Written problem => Render everything in the records below, from the line containing "of the penalty" down to the line containing "column 1097, row 462" (both included), as a Markdown table with the columns Row and Text. Number each line and skip any blank lines.

Materials provided =>
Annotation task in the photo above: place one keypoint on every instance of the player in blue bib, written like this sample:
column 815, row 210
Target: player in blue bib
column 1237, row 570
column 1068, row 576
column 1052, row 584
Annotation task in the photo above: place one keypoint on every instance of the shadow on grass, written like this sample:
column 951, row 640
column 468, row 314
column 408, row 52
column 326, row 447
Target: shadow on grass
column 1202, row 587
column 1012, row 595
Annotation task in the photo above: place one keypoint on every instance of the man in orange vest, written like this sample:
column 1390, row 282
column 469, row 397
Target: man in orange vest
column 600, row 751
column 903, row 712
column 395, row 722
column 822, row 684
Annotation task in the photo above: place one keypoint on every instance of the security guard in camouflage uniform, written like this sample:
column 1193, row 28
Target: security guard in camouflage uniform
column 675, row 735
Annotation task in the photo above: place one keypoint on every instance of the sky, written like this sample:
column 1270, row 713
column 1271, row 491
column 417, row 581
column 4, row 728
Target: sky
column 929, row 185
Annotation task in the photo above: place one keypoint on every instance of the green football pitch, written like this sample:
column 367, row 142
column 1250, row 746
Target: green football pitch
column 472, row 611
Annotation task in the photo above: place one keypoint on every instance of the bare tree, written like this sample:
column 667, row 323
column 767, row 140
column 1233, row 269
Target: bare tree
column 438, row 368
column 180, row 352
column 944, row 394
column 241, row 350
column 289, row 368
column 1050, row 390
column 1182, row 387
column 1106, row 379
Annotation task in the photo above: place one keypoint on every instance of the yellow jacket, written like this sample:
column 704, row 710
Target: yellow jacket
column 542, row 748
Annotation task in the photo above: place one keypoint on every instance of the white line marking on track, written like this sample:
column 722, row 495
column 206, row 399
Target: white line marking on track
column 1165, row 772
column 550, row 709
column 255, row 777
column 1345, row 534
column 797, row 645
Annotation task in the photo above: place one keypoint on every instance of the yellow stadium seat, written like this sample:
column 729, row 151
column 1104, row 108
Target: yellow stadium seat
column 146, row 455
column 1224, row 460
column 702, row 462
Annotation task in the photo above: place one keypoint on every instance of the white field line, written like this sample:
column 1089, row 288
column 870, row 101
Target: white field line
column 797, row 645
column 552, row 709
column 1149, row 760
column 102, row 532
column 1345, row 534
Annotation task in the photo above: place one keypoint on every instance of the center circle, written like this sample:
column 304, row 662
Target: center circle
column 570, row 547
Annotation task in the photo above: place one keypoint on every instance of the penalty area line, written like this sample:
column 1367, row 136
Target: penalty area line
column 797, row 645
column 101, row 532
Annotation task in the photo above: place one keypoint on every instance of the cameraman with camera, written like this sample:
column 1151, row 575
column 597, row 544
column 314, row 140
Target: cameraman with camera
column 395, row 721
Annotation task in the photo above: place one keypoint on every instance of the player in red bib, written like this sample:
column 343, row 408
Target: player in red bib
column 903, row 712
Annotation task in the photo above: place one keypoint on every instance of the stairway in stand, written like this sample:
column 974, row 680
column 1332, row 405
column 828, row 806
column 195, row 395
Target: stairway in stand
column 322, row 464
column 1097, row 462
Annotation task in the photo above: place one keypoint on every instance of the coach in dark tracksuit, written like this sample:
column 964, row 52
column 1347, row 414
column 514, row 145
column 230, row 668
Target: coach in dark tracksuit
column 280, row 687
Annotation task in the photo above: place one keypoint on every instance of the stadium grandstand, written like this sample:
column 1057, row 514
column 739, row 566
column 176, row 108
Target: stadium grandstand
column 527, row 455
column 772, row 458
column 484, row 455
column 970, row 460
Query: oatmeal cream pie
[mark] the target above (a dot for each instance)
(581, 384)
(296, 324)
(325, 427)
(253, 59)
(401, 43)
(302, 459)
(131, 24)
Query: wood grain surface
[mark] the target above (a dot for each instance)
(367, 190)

Solution =>
| Row | Text |
|---|---|
| 1 | Annotation task in the photo above: place one keypoint on every instance of the penalty area line, written like this sample: |
| 2 | column 1367, row 136 |
| 3 | Target: penalty area line |
| 4 | column 797, row 645 |
| 5 | column 101, row 532 |
| 6 | Annotation task in the photo above: place one keypoint on every instance of the cameraman with camera, written like this sample: |
| 7 | column 1151, row 575 |
| 8 | column 597, row 544 |
| 9 | column 314, row 140 |
| 10 | Target: cameraman with camera |
| 11 | column 395, row 721 |
| 12 | Annotation task in the photo above: place one keypoint on every instance of the player in red bib, written like this sample: |
| 13 | column 343, row 408 |
| 14 | Target: player in red bib |
| 15 | column 903, row 712 |
| 16 | Annotation task in the photo above: place one keypoint on every instance of the stairway in stand, written like this sample: |
| 17 | column 974, row 680 |
| 18 | column 1332, row 405 |
| 19 | column 828, row 806 |
| 20 | column 195, row 395 |
| 21 | Target: stairway in stand |
| 22 | column 322, row 464 |
| 23 | column 1097, row 462 |